(Stored dataset items)
- Opening Delimiter -

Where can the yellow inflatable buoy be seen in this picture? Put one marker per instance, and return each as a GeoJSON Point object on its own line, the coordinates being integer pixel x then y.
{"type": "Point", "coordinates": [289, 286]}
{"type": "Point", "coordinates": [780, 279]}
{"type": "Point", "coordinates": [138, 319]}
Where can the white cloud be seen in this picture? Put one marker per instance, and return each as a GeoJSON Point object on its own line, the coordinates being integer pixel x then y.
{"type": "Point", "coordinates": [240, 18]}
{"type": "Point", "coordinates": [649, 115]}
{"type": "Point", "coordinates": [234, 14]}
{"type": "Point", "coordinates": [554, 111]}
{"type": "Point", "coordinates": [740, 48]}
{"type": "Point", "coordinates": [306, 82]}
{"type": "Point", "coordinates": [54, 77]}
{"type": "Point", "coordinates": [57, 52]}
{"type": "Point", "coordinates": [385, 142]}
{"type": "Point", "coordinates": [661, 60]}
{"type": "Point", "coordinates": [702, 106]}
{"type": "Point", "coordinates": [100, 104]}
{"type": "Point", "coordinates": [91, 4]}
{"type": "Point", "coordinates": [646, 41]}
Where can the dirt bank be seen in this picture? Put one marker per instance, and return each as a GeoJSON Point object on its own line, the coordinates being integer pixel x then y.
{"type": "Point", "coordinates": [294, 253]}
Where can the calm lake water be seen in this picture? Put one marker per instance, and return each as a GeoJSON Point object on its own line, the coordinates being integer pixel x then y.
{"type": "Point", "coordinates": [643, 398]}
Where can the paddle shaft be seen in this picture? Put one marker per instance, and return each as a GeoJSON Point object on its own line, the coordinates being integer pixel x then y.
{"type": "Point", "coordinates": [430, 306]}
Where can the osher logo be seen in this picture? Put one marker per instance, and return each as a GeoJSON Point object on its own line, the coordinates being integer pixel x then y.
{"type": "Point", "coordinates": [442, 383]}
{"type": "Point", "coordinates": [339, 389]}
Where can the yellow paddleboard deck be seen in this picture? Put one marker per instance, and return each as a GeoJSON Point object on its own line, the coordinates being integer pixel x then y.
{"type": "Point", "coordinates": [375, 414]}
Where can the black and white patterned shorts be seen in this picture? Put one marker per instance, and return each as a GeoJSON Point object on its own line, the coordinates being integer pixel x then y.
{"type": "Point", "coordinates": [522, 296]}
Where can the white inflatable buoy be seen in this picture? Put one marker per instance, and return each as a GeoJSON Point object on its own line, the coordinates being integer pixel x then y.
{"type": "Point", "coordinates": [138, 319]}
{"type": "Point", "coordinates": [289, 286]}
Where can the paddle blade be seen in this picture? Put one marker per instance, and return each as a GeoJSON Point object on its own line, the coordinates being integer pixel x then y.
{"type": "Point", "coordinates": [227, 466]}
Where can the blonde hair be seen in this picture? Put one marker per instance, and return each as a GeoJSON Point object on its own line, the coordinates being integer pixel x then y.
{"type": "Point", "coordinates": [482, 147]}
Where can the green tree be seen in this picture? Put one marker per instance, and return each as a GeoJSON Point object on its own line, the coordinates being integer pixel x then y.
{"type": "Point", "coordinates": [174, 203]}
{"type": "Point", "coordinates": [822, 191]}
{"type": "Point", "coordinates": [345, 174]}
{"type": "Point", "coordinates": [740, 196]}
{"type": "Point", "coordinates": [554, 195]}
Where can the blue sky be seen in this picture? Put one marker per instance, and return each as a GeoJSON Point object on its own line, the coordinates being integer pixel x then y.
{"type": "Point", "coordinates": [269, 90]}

- Closing Delimiter -

(Task to carry out):
Give all of the lines above again, exactly as they are.

(Written response):
Where can the yellow inflatable buoy be seen in this picture? Put one marker per instance, and return each as a GeoJSON Point object on its own line, the coordinates being integer pixel x then y.
{"type": "Point", "coordinates": [289, 286]}
{"type": "Point", "coordinates": [780, 279]}
{"type": "Point", "coordinates": [138, 319]}
Where can the white cloud be seen in this picture? Put one marker per instance, and return each as a GeoJSON Point object on its own line, the coordinates being integer pixel x then y.
{"type": "Point", "coordinates": [240, 18]}
{"type": "Point", "coordinates": [649, 115]}
{"type": "Point", "coordinates": [234, 14]}
{"type": "Point", "coordinates": [554, 111]}
{"type": "Point", "coordinates": [740, 48]}
{"type": "Point", "coordinates": [306, 82]}
{"type": "Point", "coordinates": [54, 77]}
{"type": "Point", "coordinates": [57, 52]}
{"type": "Point", "coordinates": [385, 142]}
{"type": "Point", "coordinates": [661, 60]}
{"type": "Point", "coordinates": [702, 106]}
{"type": "Point", "coordinates": [100, 104]}
{"type": "Point", "coordinates": [91, 4]}
{"type": "Point", "coordinates": [646, 41]}
Where can the dirt bank be seen in this picture? Put one marker per instance, and return each as a GeoJSON Point object on its own line, the coordinates being integer pixel x then y.
{"type": "Point", "coordinates": [294, 253]}
Where can the calm lake water be seen in this picture? Put one marker per instance, and return each as a GeoJSON Point object on its own line, the coordinates being integer pixel x then y.
{"type": "Point", "coordinates": [643, 398]}
Where can the paddle shaft be seen in this picture? Put one marker per instance, and return each as a GeoJSON Point object on its own line, the coordinates being integer pixel x then y.
{"type": "Point", "coordinates": [430, 306]}
Where can the osher logo be seen in this picture? Put one marker per instance, and return each as a GeoJSON Point object on its own line, the coordinates being integer pixel x then y.
{"type": "Point", "coordinates": [442, 383]}
{"type": "Point", "coordinates": [339, 389]}
Where can the yellow paddleboard deck be seen in this picture? Put one marker per instance, and return each as a GeoJSON Point object on its own line, the coordinates being integer pixel x then y.
{"type": "Point", "coordinates": [375, 414]}
Where can the black and white patterned shorts be seen in this picture? Put one marker per instance, and return each as a GeoJSON Point object on its own line, the coordinates being integer pixel x then y.
{"type": "Point", "coordinates": [522, 296]}
Where can the white inflatable buoy be seen in this picture? Put one marker per instance, and return each as a GeoJSON Point object on its own line, the coordinates being integer pixel x then y.
{"type": "Point", "coordinates": [138, 319]}
{"type": "Point", "coordinates": [289, 286]}
Where can the paddle blade be seen in this picture? Put one marker per instance, and return each as a GeoJSON Point object on its own line, the coordinates being integer pixel x then y.
{"type": "Point", "coordinates": [227, 466]}
Where can the blonde hair be seen in this picture? Put one marker per instance, and return each as a GeoJSON Point object on its own line, the coordinates being integer pixel x then y.
{"type": "Point", "coordinates": [482, 147]}
Where can the green tree be seen in this picture? Put one marker per instance, and return each as a GeoJSON Point object on its own line, the coordinates being integer pixel x then y.
{"type": "Point", "coordinates": [174, 203]}
{"type": "Point", "coordinates": [822, 191]}
{"type": "Point", "coordinates": [345, 174]}
{"type": "Point", "coordinates": [740, 196]}
{"type": "Point", "coordinates": [554, 195]}
Where can the blue sky be seen in this picture? Put one marker per instance, and return each as a GeoJSON Point object on its own line, the coordinates being integer pixel x then y.
{"type": "Point", "coordinates": [269, 90]}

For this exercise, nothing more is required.